··· Data for this task ···
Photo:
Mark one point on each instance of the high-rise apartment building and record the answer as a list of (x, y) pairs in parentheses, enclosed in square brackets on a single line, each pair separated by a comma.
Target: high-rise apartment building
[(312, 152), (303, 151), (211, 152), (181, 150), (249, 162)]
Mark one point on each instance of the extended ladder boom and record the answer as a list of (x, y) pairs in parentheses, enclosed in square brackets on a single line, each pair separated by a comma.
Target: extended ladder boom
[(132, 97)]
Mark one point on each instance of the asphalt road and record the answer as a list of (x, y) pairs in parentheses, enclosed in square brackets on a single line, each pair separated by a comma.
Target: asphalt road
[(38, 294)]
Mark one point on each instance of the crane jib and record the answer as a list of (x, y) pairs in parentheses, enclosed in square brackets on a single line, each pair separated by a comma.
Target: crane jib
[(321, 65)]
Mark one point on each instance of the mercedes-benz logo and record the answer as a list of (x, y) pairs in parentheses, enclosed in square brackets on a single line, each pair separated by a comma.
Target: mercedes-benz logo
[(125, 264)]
···
#### What is being asked:
Reproduce all of the material above word for word, keeping every line in its original order.

#### Full solution:
Photo:
Mark one point on each instance of the high-rise apartment building and record the answer as a list of (x, y) pairs in parentheses, enclosed in square brackets on a single line, each pair separated by a comma.
Target: high-rise apartment building
[(312, 152), (303, 151), (211, 152), (181, 150), (249, 162)]
Mark one point on each instance of the extended ladder boom and record the answer as a list of (x, y) pairs in parentheses, enclosed in square brackets on a single line, each pair separated by a comma.
Target: extended ladder boom
[(132, 97)]
Mark one point on each instance of the asphalt road and record the answer as a list of (x, y) pairs in parentheses, enclosed in square brackets on a single line, each pair separated by a comma.
Target: asphalt road
[(38, 294)]
Mark one point on each instance of the crane jib and record the answer as a list of (x, y) pairs in parentheses, enclosed in square brackets on a single line, each pair separated by a comma.
Target: crane jib
[(321, 65)]
Mark one point on each instance of the mercedes-benz logo and record the answer as a list of (x, y) pairs in parentheses, enclosed in square brackets on a single line, each pair separated by a comma.
Target: mercedes-benz logo
[(125, 264)]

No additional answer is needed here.